*DATASET EXCERPTS*.
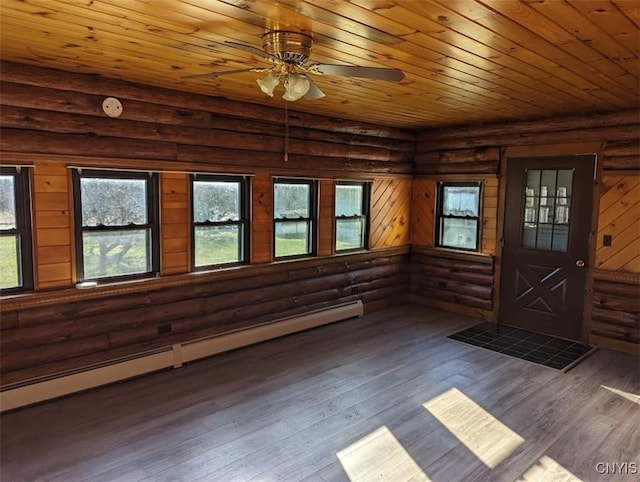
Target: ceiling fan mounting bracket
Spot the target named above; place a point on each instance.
(290, 47)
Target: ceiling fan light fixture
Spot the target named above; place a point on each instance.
(268, 84)
(296, 86)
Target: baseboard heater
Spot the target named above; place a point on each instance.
(45, 388)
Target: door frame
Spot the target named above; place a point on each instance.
(596, 148)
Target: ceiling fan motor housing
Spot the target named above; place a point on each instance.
(290, 47)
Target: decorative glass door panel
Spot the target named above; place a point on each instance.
(547, 204)
(548, 215)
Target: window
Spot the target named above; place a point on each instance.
(352, 208)
(294, 214)
(116, 219)
(16, 265)
(219, 208)
(458, 215)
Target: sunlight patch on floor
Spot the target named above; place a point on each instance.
(483, 434)
(548, 469)
(379, 456)
(635, 398)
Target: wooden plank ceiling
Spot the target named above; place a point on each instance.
(466, 61)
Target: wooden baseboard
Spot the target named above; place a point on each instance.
(616, 345)
(451, 307)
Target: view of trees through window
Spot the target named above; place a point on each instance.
(350, 217)
(9, 240)
(218, 231)
(458, 213)
(116, 236)
(292, 205)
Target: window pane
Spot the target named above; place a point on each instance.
(116, 253)
(292, 238)
(348, 200)
(9, 262)
(217, 244)
(291, 200)
(113, 202)
(459, 233)
(7, 202)
(547, 196)
(349, 233)
(461, 201)
(216, 201)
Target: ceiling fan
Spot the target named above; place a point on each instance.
(288, 53)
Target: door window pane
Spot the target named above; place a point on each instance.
(547, 207)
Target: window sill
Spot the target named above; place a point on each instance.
(454, 254)
(71, 294)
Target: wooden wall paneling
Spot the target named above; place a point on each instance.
(619, 126)
(616, 311)
(619, 217)
(423, 211)
(261, 218)
(446, 280)
(489, 216)
(390, 212)
(326, 215)
(48, 339)
(174, 223)
(53, 226)
(623, 155)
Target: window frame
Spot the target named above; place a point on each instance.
(365, 210)
(153, 211)
(23, 229)
(439, 216)
(312, 220)
(244, 221)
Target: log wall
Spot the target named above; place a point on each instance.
(475, 152)
(53, 120)
(72, 330)
(452, 281)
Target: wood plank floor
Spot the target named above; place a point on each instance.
(383, 397)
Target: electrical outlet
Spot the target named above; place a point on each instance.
(163, 329)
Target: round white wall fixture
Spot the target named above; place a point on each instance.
(112, 107)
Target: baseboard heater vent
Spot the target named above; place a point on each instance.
(41, 389)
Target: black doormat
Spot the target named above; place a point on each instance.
(533, 347)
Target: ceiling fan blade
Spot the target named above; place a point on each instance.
(252, 50)
(218, 74)
(375, 73)
(314, 91)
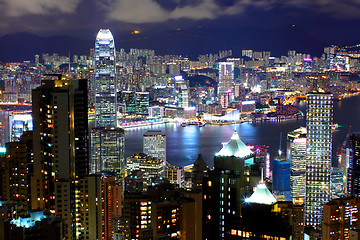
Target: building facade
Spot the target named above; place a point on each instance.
(318, 156)
(297, 155)
(154, 144)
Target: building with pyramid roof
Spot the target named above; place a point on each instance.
(234, 154)
(262, 195)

*WORK TO COMPLETE*. Answer with the number alone after working out how many lines in the records contain the string "building".

*ANSWER FOR THIS EXERCISE*. 2